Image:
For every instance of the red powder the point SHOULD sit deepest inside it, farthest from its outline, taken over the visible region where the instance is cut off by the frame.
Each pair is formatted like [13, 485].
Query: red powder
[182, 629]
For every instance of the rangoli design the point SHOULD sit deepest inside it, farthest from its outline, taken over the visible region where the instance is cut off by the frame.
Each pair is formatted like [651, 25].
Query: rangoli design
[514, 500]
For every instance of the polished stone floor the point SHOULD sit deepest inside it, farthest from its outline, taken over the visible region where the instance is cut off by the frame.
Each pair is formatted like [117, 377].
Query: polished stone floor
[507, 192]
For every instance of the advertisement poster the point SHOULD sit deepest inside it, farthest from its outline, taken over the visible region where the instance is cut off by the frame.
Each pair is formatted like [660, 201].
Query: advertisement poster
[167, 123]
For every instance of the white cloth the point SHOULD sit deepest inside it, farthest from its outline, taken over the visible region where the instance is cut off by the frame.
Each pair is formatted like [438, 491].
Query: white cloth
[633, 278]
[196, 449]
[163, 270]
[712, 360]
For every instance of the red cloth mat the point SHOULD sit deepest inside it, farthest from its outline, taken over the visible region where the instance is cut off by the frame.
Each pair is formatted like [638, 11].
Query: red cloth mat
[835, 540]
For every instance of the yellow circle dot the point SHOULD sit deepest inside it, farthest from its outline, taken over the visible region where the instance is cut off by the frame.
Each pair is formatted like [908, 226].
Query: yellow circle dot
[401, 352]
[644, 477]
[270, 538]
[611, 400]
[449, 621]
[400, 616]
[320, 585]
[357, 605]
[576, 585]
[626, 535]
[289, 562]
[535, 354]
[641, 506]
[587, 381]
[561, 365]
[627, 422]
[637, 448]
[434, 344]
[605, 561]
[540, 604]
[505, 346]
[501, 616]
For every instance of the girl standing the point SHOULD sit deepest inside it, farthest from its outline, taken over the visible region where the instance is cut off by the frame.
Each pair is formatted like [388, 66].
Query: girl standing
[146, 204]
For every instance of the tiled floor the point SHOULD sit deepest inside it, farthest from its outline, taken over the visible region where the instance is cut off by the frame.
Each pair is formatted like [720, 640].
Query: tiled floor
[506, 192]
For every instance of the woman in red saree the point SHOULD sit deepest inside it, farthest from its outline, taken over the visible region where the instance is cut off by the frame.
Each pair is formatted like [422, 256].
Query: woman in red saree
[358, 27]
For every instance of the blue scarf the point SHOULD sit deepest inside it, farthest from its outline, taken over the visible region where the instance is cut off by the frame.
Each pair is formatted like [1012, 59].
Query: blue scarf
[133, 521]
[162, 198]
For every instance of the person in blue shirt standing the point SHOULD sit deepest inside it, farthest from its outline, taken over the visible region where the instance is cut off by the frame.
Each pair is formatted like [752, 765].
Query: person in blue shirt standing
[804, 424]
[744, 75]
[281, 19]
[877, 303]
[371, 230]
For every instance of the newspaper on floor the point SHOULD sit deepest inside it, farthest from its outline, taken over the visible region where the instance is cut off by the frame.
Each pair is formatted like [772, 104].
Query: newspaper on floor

§ §

GOAL: Copy out again every line from the one containing "For every instance of the tiled" through the end of the records. Raise each coordinate in the answers by 5, and keep the "Each pair is formatted like" lines unchanged.

RESPONSE BELOW:
For every instance of the tiled floor the point SHOULD sit deepest inside it, farthest from its outline, taken over the visible region where the instance is cut off by the frame.
Each pair is formatted like [720, 640].
Query: tiled floor
[511, 197]
For every instance of the woman in red saree the point SHOULD sit deepest inside it, farthest from its outline, taken over the visible region where the instance is cut off by the frame.
Each pair is formatted like [422, 256].
Query: woman in red saree
[363, 32]
For every instance of the blue scarf the point SHOULD sit deepest inside it, farthest from its outline, taken over the visible region where the instance is cut off by the frame.
Each pair is formatted like [1012, 59].
Query: blue scarf
[138, 526]
[167, 203]
For every instance of the person in blue shirt standing the point SHOULD sit deepest inside it, farthest from its outline, taken over the visible region where the instance is cut off by the frame.
Each pair is formatted like [752, 765].
Query: person in blue shirt standing
[809, 429]
[749, 80]
[286, 24]
[882, 308]
[376, 235]
For every instance of the newspaper on floor the point SHOULD sit deepest inside it, farthest from its outline, taken over the visible region where the instance is cut off by the frame.
Each pair is formatted like [772, 104].
Query: newspaper on floor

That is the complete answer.